__What to work on__
Rewrite the records in the stretch from the line containing "Task: indicate the flat" through the line containing "x=563 y=156", replacing every "coffee table" with "cocktail table" and leaving everything else unchanged.
[START]
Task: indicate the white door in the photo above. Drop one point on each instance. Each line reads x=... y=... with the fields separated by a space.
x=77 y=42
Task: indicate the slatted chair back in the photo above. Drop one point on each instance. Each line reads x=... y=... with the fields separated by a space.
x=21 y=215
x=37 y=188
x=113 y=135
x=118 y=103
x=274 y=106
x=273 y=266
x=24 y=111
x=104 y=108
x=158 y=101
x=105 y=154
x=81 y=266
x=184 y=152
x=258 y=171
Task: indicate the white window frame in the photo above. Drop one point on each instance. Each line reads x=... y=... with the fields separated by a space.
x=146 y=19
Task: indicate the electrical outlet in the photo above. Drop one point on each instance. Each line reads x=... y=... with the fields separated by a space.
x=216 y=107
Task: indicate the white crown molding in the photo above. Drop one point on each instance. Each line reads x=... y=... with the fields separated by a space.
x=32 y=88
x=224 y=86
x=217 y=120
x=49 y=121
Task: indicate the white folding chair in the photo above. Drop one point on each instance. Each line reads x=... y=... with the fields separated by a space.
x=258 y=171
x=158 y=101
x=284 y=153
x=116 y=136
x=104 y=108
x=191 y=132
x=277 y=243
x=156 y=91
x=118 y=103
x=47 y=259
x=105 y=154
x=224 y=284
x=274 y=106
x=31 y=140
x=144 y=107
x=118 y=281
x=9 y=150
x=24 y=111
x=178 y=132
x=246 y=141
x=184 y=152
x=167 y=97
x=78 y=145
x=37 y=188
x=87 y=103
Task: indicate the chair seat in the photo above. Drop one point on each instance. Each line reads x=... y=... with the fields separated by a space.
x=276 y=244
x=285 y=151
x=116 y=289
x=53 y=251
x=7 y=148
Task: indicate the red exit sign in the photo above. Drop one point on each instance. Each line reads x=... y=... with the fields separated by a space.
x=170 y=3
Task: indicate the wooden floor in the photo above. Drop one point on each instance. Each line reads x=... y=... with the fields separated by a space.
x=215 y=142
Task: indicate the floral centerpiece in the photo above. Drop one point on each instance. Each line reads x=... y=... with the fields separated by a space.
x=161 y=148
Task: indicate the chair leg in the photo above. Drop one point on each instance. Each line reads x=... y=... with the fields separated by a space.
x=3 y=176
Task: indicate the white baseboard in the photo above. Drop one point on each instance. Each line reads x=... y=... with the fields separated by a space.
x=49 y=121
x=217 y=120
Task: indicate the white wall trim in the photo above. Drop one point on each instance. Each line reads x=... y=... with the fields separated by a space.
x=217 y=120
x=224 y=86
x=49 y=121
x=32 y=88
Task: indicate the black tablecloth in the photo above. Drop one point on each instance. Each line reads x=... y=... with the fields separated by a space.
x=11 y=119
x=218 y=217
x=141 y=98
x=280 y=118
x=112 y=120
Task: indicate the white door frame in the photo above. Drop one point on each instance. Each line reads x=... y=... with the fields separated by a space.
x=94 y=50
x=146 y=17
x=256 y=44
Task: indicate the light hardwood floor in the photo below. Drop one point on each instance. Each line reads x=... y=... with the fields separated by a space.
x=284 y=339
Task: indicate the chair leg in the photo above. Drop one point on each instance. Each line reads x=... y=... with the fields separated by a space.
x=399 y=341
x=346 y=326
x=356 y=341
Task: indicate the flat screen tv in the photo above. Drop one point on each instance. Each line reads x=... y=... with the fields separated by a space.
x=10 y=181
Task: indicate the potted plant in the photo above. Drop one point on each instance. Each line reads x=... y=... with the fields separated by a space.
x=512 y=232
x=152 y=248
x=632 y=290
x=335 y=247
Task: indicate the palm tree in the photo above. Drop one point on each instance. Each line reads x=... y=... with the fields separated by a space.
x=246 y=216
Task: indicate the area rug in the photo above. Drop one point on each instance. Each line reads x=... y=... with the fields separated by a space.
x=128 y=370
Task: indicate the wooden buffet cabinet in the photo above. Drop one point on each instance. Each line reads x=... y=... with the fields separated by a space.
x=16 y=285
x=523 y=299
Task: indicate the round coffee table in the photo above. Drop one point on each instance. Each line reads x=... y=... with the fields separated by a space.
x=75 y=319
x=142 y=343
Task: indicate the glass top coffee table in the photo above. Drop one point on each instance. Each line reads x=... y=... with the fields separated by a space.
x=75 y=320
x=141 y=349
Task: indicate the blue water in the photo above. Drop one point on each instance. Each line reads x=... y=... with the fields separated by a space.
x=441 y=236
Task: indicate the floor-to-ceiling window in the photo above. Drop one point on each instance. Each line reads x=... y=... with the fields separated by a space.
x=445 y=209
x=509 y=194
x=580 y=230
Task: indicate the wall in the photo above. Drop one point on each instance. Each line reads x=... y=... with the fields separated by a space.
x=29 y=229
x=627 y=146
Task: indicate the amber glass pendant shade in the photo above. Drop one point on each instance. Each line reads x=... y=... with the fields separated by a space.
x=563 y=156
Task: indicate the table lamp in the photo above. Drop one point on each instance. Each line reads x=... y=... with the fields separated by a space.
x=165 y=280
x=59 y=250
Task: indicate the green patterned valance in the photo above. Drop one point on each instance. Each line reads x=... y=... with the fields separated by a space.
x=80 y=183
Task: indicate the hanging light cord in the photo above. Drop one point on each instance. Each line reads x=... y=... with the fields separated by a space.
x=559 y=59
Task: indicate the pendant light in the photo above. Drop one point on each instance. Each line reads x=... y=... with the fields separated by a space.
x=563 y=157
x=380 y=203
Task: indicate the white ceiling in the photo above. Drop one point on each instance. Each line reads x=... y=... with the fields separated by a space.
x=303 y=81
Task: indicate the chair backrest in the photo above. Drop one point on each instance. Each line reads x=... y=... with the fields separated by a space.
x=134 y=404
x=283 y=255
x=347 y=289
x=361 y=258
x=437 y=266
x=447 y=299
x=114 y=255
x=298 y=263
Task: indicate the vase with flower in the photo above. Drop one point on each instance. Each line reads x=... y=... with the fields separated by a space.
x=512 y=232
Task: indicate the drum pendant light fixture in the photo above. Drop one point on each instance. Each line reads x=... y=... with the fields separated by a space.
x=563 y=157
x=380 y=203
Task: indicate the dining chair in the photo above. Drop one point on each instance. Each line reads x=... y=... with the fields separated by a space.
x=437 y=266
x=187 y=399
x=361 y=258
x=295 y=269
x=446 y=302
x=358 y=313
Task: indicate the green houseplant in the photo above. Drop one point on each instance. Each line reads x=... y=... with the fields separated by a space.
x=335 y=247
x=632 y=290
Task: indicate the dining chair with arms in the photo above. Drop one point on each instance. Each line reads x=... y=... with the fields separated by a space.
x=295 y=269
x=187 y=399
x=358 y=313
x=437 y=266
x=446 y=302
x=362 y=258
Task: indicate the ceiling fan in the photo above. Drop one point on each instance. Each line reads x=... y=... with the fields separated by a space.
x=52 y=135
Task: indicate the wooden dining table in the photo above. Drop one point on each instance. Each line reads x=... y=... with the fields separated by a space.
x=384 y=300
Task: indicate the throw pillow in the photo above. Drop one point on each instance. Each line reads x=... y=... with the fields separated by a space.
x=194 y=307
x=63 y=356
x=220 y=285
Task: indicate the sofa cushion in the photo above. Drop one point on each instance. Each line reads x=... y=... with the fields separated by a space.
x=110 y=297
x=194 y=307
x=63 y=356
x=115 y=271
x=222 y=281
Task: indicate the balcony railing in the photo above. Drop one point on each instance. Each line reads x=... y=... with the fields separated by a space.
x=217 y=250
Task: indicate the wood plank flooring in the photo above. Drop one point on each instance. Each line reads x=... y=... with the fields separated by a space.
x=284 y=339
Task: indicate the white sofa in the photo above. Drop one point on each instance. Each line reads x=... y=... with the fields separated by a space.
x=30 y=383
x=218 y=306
[END]
__Final result__
Task: indicate the flat screen tv in the photo above. Drop one point on each instance. Each line reads x=... y=... with the fields separated by a space.
x=10 y=181
Task: indicate the potted plant in the photo above. Drop one point on each instance. Each line reads x=... y=... with the fields separated by a space.
x=512 y=232
x=152 y=248
x=632 y=290
x=335 y=247
Task: indicate the palm tree in the photo above. Drop one point on each instance. Each line reads x=... y=... with the fields separated by a space.
x=246 y=216
Task: indicate the area rug in the photo above. Drop one point on each instance. Each line reads x=... y=... with the fields separated by a space.
x=128 y=370
Task: indicate the wooden buffet cabinet in the photo above. Drop one point on each instance. Each line reads x=... y=... with the fields separated by a space.
x=16 y=285
x=523 y=299
Task: indicate the round cocktail table in the photo above. Drop one point on each instance. Each line reads x=... y=... with the fields separated by a space.
x=75 y=319
x=142 y=343
Task: indicate the glass top cocktail table in the photo above. Drop one point on each instance. Each line reads x=... y=... with the fields separated by a space.
x=75 y=320
x=141 y=349
Task: indicate the blue water in the photo above. Drop one point on each instance. Each line reads x=... y=... with the fields separated by a space.
x=441 y=236
Task: indicate the floor-to-ceiling window in the photo above. Drop one point on each instance. Each line reads x=... y=... with the fields separated by a space.
x=445 y=209
x=509 y=194
x=580 y=230
Task: indicate the wall in the photo above. Drop one point on each instance. Each line reads x=... y=... with the fields separated by a space.
x=29 y=229
x=627 y=146
Task: indicate the amber glass pendant shade in the photo above. Drop one point on each instance. Each line reads x=... y=... with the fields separated by a space.
x=563 y=156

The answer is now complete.